▶ **Problem**: Reproduce the items verbatim from the beginning through the line containing "point(10, 230)", including that line.

===== Provided records =====

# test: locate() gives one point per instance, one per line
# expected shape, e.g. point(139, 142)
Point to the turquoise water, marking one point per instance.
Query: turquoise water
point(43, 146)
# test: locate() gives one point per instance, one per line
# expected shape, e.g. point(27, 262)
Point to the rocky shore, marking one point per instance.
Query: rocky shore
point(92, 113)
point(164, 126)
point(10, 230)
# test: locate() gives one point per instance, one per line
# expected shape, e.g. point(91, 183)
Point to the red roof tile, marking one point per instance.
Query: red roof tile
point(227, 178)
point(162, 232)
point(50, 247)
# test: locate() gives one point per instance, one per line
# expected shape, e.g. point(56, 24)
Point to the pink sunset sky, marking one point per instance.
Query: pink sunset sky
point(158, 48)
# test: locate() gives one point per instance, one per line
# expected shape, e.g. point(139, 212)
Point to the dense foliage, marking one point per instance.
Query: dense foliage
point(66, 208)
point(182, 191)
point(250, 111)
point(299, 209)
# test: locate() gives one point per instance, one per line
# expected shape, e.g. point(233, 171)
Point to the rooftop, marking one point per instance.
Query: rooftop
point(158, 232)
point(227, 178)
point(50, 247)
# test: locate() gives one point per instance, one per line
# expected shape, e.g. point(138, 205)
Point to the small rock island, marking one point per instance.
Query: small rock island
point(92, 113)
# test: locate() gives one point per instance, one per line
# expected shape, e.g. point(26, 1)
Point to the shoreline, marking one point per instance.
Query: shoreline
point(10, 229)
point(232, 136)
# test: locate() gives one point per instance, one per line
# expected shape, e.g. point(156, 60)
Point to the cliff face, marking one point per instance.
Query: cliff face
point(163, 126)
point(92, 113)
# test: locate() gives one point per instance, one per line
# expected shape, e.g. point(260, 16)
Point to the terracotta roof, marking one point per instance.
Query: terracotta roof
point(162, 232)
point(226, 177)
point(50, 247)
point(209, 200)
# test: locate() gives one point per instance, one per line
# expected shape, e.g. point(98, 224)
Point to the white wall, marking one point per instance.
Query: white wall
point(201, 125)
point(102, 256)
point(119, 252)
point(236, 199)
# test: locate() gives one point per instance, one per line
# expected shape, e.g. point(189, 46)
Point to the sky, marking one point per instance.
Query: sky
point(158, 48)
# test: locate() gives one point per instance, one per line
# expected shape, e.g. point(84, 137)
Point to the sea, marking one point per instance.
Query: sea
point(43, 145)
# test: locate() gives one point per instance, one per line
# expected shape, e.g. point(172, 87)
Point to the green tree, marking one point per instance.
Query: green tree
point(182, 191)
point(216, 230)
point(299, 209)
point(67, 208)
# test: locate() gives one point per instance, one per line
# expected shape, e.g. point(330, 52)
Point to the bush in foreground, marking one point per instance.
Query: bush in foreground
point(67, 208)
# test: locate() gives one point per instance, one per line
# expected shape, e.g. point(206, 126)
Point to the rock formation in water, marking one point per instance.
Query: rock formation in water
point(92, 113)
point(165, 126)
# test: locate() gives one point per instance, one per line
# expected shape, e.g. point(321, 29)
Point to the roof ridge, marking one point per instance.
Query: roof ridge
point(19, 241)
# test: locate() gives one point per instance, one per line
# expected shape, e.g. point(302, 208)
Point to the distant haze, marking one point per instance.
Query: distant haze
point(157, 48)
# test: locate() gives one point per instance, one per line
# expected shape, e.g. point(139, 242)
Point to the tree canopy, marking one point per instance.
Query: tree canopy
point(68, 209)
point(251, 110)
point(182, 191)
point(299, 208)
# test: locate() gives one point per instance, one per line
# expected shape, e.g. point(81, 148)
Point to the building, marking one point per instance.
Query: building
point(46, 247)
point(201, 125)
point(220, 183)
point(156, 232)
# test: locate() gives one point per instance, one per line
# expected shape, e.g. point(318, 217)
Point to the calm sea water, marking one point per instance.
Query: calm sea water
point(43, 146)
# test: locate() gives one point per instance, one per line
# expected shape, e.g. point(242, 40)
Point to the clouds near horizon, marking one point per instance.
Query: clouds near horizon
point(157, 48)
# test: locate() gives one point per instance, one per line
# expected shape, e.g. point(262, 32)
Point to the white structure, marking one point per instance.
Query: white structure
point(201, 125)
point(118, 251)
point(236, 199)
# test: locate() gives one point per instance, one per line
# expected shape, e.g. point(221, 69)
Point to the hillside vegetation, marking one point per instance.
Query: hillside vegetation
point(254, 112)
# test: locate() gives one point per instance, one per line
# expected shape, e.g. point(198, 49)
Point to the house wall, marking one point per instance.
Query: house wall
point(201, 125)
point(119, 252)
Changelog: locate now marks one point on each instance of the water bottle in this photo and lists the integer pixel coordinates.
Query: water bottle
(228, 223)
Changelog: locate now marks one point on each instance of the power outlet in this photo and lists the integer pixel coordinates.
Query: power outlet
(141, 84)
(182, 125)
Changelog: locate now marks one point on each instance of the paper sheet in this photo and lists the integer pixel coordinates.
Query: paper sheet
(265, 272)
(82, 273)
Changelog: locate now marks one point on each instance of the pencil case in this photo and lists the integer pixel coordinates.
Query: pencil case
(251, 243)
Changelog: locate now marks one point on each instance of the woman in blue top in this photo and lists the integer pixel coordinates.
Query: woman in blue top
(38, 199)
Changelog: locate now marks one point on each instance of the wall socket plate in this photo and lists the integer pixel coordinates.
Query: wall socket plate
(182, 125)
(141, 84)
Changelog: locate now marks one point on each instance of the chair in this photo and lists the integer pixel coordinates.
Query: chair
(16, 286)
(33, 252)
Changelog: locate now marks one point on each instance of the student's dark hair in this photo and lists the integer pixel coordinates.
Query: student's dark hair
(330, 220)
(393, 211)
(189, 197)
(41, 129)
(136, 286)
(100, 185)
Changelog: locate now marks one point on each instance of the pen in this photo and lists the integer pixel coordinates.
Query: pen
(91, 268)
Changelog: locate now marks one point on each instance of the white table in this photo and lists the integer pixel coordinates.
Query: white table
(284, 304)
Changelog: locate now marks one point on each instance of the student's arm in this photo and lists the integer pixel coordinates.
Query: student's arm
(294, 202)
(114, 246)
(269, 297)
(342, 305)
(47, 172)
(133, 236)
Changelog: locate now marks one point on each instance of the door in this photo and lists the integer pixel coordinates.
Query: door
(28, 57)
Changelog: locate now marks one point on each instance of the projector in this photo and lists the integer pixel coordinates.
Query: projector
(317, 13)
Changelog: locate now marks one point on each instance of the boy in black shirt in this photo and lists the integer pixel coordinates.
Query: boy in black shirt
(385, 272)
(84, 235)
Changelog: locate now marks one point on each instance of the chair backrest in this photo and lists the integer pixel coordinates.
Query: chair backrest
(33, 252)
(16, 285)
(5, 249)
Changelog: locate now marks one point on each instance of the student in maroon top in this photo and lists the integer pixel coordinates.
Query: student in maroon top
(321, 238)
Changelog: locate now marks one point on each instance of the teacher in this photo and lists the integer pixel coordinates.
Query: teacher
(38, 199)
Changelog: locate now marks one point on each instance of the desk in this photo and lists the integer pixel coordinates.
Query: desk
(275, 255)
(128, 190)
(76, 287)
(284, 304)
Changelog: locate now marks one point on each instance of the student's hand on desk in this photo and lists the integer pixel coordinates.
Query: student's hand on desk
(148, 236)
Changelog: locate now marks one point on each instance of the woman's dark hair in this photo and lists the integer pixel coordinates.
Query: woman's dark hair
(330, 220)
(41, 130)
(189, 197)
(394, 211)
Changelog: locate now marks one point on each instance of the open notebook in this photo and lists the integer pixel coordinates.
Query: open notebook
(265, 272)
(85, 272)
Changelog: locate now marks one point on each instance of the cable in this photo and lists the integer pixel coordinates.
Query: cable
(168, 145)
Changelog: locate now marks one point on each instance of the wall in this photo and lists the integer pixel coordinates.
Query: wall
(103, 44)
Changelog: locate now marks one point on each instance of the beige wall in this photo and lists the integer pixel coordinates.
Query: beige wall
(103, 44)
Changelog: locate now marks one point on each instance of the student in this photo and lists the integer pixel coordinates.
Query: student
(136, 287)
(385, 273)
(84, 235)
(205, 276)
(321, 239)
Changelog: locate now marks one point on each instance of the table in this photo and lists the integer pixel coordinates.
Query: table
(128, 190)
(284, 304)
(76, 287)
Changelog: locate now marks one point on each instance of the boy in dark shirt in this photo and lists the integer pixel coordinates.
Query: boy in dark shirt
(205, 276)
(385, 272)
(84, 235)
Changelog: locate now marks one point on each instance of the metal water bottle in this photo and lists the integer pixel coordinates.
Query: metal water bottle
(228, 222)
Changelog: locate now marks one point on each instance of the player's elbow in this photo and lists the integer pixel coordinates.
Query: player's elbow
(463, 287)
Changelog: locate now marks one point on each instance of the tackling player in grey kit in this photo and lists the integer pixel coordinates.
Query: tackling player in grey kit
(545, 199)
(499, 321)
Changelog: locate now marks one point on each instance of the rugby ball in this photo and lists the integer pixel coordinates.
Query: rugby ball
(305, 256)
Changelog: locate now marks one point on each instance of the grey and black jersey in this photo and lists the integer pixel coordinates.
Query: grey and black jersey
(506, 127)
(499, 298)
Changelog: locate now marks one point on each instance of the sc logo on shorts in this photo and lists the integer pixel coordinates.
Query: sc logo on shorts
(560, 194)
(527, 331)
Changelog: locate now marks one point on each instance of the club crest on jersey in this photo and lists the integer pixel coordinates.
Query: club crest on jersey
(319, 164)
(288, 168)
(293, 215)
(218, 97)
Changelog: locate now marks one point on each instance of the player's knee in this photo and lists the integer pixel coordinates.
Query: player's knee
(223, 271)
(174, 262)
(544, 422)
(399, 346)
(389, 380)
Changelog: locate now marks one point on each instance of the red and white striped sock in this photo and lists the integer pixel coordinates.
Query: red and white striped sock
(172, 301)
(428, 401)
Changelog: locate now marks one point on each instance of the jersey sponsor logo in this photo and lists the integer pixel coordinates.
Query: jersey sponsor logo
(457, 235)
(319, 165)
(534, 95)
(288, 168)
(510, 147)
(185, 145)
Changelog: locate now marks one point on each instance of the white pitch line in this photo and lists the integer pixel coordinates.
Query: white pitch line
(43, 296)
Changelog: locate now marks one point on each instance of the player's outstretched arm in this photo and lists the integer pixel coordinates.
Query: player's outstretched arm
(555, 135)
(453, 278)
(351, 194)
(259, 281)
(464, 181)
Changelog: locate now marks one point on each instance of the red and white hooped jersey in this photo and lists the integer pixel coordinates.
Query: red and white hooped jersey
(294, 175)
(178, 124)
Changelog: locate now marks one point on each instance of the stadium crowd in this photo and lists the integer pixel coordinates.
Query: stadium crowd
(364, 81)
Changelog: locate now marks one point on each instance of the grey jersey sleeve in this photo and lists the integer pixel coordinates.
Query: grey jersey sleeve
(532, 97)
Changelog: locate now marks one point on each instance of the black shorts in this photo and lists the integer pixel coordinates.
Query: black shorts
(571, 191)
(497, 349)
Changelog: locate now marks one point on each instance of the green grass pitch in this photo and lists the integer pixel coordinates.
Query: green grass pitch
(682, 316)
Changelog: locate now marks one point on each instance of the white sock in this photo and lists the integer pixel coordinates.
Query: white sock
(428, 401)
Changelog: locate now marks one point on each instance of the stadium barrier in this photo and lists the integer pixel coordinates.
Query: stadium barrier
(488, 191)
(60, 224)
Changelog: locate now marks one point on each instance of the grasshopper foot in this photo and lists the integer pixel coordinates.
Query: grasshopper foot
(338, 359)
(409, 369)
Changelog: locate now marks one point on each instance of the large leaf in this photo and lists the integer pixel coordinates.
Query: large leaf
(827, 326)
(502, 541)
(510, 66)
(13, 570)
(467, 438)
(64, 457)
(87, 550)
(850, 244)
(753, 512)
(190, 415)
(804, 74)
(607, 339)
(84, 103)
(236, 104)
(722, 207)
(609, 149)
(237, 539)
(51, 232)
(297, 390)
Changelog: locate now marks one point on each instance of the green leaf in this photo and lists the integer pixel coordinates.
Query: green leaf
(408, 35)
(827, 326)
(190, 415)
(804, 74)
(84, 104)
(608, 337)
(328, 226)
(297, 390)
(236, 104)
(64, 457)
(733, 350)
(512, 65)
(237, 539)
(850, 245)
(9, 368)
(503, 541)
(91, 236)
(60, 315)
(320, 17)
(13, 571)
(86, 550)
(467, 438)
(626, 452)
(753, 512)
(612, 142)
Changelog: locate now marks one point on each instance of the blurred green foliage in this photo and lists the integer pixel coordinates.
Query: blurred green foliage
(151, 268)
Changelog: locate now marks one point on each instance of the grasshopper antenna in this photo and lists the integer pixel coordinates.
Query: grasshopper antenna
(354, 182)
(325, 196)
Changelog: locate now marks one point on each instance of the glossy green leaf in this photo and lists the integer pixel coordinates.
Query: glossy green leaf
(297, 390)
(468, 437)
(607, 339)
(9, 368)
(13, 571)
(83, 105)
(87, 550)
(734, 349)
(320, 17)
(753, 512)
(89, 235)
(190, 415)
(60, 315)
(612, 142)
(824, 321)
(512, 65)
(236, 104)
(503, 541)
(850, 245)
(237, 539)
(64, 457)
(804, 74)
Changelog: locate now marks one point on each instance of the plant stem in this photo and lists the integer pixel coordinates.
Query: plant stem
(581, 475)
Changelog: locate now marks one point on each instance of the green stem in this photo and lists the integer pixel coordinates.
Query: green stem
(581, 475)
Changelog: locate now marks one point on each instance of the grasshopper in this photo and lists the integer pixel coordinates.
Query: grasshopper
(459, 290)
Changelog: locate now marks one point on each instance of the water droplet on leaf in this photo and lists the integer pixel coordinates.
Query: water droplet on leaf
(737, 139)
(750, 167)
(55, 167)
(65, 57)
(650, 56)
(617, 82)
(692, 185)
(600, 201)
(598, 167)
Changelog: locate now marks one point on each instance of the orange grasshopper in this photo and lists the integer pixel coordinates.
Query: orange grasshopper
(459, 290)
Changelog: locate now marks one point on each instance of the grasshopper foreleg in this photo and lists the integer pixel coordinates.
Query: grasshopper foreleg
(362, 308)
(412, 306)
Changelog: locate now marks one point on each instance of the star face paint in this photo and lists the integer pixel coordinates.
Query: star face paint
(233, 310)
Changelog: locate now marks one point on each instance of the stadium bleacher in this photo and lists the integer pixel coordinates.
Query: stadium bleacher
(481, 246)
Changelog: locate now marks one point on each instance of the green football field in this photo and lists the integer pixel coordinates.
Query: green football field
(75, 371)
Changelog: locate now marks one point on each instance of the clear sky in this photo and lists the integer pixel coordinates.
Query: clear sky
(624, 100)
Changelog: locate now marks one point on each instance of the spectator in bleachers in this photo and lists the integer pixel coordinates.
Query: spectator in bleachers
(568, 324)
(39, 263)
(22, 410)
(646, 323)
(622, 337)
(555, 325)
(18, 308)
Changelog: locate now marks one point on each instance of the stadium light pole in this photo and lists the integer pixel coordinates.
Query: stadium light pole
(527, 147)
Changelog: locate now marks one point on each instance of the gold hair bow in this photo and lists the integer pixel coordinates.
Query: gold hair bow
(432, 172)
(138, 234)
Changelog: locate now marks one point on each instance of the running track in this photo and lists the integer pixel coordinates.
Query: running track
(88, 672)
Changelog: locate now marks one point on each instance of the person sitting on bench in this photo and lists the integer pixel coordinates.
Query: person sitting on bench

=====

▶ **Exercise result**:
# test: locate() gives one point per instance, one per line
# expected shape, e.g. point(139, 142)
Point to the turquoise water, marking one point per instance.
Query: turquoise water
point(43, 146)
# test: locate() gives one point per instance, one per line
# expected shape, e.g. point(27, 262)
Point to the rocky shore, marking one point per instance.
Query: rocky shore
point(92, 113)
point(164, 126)
point(10, 230)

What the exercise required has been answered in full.